Transcribe the passage on flat and circular tube heat exchangers word for word, from "This is because a variation" up to and including "10 are aligned.".

**Passage to read:**
+ + + + + + +

This is because a variation in height increases the height of the flat tube heat exchangers 10 accordingly, and unnecessarily increases the height of the outdoor unit 100 or the outdoor unit 101, resulting in an increase in size. The increased height of the outdoor unit 100 or the outdoor unit 101 makes it difficult to transport and convey the outdoor unit 100 or the outdoor unit 101, respectively. In addition, in the case of additional vibration of the flat tube heat exchangers 10 due to an earthquake, for example, a local load applied to the bottoms of the flat tube heat exchangers 10 increases. To reduce such disadvantages, the ends of the flat tube heat exchangers 10 are aligned.
Fig. 9 is an illustration for describing a method for fabricating a circular tube heat exchanger. Referring to Fig. 9, the method for fabricating a circular tube heat exchanger will be described. In the case of a circular tube, a plurality of parallel fins 2 are fixed, and circular tubes are inserted into attachment sides of U-bends 6 from front to back as in the drawing. The circular tube insertion holes 15 of the fins 2 are larger than the outer diameter of the circular tubes. Since the circular tube insertion holes 15 of the fins 2 are larger than the outer diameter of the circular tubes, variations in positional accuracy of the circular tubes of the fins 2 are permitted, and thus, the circular tubes can be easily inserted into the fins 2. Then, tube-expanding balls are inserted into the circular tubes in the direction orthogonal to the surfaces of the fins, thereby increasing the outer diameter of the circular tubes. In this manner, the circular tubes come into close contact with fin collars provided on the fins 2, thereby reducing contact thermal resistance between the circular tubes and the fins. In the case of the circular tubes, in the case of disposing a plurality of rows, the circular tubes and the tube-expanding balls can be inserted at the same time.
On the other hand, in the case of the flat tubes 1, it is difficult to increase the outer diameter of the flat tubes 1 after inserting the tube-expanding balls into the flat tubes 1 in the direction orthogonal to the surfaces of the fins 2. This is because a plurality (nine in the example illustrated in Fig. 1) of partitions 13 are provided in the flat tubes 1 in order to increase pressure capacity. Accordingly, in the case of the flat tubes 1, the flat tubes 1 and the fins 2 are generally brazed in order to reduce contact thermal resistance between the flat tubes 1 and the fins 2.

+ + + + + + +

Lines excerpted from a collection:
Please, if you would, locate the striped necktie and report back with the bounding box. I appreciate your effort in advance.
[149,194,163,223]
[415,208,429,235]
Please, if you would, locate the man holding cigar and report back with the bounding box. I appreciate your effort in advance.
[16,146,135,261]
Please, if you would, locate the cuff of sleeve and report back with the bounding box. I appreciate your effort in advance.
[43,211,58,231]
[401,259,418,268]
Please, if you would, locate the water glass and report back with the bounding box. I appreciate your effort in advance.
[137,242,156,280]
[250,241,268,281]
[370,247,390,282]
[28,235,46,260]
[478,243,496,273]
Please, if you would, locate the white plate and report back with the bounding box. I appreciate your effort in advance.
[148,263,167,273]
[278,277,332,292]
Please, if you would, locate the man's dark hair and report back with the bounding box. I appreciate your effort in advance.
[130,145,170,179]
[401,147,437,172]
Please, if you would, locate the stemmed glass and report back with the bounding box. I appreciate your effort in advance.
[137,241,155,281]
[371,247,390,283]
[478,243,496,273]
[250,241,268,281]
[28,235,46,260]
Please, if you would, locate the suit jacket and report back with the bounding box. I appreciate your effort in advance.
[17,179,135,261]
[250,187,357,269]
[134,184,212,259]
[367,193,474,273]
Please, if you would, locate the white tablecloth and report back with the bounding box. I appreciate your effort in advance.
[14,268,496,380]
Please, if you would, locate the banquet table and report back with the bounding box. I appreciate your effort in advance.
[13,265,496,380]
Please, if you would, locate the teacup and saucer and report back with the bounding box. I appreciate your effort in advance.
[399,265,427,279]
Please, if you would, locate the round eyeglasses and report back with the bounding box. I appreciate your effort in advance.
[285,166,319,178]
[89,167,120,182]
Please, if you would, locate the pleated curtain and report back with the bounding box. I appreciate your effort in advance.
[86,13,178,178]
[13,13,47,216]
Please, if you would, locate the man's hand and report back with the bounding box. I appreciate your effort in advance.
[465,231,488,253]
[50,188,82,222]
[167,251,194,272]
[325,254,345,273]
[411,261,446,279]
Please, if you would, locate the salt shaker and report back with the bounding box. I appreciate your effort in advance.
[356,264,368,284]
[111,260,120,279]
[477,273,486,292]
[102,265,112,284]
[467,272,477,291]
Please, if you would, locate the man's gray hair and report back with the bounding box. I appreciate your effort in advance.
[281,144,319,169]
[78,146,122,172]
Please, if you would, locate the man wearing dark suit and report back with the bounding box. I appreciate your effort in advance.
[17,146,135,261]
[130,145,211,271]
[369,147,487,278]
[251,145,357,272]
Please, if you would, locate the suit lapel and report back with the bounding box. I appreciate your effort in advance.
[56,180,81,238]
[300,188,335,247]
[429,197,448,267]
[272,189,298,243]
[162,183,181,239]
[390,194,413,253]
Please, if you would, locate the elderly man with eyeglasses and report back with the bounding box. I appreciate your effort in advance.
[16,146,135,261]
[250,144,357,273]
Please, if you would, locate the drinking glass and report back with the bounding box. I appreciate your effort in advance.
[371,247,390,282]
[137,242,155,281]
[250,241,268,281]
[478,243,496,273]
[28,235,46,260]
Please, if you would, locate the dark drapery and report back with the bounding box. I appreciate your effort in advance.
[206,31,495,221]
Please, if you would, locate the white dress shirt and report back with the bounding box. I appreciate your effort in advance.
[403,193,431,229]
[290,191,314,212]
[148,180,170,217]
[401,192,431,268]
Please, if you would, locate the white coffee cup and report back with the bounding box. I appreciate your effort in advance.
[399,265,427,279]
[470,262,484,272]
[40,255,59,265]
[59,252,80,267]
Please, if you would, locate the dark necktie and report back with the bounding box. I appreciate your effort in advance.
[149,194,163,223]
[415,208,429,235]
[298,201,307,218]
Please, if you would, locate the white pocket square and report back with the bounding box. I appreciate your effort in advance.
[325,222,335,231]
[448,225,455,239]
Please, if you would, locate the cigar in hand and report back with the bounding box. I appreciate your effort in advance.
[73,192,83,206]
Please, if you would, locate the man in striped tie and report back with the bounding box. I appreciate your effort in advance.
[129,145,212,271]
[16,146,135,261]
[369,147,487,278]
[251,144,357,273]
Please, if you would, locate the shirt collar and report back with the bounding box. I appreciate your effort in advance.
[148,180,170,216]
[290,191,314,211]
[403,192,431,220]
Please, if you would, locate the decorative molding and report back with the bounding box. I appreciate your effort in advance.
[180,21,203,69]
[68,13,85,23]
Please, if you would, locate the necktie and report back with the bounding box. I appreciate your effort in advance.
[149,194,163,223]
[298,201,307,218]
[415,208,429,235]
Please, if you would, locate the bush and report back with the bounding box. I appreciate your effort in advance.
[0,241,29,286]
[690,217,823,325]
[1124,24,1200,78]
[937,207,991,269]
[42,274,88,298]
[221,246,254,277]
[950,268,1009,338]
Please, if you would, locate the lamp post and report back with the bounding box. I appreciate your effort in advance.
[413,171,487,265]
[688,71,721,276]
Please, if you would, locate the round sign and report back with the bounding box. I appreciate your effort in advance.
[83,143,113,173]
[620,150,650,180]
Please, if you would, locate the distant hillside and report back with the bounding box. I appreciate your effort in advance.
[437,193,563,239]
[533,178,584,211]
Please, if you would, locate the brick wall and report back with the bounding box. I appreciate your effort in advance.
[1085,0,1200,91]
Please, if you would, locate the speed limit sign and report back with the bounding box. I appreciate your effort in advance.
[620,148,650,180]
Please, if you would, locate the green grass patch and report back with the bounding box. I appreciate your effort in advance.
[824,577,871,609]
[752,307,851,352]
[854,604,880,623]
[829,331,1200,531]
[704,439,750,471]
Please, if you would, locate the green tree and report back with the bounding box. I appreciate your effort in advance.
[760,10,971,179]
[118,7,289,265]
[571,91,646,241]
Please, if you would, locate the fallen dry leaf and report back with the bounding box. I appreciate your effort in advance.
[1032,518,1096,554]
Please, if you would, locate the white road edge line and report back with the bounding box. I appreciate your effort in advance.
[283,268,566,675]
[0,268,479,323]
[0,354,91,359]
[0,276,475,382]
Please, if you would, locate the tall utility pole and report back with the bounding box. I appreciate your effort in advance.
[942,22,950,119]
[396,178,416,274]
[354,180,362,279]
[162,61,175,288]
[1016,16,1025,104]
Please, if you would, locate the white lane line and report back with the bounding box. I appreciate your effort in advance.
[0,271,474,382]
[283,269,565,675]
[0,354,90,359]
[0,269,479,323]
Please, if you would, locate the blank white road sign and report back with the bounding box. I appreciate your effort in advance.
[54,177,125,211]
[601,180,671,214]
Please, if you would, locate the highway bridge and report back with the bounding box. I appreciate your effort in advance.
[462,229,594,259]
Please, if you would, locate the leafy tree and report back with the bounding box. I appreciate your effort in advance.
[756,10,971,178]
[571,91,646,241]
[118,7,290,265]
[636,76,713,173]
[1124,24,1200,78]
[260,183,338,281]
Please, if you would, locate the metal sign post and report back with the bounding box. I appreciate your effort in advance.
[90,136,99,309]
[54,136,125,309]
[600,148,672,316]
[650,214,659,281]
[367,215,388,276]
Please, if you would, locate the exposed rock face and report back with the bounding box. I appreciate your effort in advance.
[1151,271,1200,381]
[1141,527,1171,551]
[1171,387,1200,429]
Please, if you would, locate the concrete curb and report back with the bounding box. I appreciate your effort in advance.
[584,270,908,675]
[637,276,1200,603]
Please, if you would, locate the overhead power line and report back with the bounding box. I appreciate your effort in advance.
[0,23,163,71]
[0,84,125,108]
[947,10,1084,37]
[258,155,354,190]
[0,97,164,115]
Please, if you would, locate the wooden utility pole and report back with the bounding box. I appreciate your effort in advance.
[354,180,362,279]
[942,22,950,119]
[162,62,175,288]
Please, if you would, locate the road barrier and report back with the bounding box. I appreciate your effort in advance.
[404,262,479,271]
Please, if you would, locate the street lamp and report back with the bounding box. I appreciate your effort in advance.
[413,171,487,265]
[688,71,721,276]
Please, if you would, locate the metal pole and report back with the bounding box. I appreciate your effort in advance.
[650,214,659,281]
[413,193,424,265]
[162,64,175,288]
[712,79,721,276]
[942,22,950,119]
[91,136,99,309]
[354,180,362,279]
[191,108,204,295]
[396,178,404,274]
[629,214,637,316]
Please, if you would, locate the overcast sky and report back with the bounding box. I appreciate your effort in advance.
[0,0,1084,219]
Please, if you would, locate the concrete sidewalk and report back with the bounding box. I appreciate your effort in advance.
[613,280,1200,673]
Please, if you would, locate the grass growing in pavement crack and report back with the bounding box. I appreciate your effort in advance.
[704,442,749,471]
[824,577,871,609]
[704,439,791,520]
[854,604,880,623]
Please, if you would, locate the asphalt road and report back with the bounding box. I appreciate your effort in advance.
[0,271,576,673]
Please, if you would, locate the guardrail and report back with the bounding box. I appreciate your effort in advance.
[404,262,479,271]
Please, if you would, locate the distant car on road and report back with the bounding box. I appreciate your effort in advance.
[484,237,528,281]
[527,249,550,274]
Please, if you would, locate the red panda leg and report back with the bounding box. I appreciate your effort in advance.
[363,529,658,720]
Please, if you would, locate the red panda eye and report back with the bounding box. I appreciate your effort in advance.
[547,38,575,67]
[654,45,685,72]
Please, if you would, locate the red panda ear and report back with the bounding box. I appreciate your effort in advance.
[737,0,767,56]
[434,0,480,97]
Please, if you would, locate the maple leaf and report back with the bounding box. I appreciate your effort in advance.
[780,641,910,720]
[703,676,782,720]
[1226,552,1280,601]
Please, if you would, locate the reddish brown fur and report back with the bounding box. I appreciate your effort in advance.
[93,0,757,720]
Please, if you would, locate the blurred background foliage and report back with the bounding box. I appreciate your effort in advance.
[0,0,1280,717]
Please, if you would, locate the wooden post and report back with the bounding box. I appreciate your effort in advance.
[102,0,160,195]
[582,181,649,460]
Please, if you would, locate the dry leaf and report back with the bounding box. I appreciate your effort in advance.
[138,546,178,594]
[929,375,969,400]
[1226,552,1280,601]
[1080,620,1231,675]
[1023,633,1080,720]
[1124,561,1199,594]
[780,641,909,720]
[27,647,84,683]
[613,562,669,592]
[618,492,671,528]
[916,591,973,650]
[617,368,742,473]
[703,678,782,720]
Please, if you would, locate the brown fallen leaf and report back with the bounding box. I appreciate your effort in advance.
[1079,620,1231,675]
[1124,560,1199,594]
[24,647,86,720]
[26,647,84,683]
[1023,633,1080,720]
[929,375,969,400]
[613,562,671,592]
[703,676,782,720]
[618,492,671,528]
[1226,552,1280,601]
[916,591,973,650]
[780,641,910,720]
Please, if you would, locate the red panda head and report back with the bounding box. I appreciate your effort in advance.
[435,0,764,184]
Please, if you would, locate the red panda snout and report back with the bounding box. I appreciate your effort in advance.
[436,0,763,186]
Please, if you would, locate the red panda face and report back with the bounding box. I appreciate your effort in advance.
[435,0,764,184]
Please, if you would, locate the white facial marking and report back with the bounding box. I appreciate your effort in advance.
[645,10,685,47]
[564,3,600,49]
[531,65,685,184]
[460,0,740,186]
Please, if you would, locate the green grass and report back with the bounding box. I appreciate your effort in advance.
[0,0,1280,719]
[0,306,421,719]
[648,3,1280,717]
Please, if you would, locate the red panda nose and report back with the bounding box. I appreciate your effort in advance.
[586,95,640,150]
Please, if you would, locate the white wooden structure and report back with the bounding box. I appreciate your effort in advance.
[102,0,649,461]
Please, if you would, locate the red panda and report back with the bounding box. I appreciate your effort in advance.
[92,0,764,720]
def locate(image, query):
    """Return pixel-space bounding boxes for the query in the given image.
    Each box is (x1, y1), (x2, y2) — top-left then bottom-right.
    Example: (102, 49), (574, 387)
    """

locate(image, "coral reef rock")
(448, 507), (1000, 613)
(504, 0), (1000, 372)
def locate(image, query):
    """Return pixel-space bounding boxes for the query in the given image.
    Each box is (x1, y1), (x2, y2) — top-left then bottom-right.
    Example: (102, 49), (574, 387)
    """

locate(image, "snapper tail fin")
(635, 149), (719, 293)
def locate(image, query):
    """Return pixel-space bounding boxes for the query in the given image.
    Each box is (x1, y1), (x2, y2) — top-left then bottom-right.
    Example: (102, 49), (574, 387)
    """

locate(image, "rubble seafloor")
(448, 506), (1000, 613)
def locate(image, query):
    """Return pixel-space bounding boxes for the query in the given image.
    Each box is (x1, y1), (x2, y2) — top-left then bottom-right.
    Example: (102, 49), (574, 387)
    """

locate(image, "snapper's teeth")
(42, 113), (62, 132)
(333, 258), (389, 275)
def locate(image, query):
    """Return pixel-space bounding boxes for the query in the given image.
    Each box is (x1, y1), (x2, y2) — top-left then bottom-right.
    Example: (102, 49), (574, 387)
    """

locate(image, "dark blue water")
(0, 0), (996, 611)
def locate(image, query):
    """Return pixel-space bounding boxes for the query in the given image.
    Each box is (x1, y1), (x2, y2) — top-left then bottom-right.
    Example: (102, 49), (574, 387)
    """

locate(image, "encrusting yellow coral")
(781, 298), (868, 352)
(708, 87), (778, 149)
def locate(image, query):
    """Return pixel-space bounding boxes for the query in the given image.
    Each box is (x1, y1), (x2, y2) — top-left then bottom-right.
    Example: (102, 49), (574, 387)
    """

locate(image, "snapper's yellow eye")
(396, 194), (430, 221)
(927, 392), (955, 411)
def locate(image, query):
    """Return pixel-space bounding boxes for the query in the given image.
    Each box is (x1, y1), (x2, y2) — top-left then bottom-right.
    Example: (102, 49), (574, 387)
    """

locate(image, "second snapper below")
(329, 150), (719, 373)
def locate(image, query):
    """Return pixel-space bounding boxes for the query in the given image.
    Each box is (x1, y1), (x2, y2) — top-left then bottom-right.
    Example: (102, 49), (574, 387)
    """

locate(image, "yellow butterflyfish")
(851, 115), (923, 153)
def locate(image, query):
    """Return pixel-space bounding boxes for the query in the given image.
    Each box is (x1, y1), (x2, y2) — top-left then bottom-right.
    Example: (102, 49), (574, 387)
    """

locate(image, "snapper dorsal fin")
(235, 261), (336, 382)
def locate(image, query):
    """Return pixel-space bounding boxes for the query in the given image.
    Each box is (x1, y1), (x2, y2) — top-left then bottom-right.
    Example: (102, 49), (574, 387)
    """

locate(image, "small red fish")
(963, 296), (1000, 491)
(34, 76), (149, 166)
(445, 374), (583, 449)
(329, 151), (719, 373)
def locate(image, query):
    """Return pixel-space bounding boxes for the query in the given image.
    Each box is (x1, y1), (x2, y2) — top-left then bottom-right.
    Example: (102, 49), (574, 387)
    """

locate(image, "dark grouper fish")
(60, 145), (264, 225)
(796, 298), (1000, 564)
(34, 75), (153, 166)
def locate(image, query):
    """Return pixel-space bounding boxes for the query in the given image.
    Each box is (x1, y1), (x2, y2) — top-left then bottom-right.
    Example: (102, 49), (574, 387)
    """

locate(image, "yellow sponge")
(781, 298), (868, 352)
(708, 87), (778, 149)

+ + + + + + +

**Answer in full:**
This is because a variation in height increases the height of the flat tube heat exchangers 10 accordingly, and unnecessarily increases the height of the outdoor unit 100 or the outdoor unit 101, resulting in an increase in size. The increased height of the outdoor unit 100 or the outdoor unit 101 makes it difficult to transport and convey the outdoor unit 100 or the outdoor unit 101, respectively. In addition, in the case of additional vibration of the flat tube heat exchangers 10 due to an earthquake, for example, a local load applied to the bottoms of the flat tube heat exchangers 10 increases. To reduce such disadvantages, the ends of the flat tube heat exchangers 10 are aligned.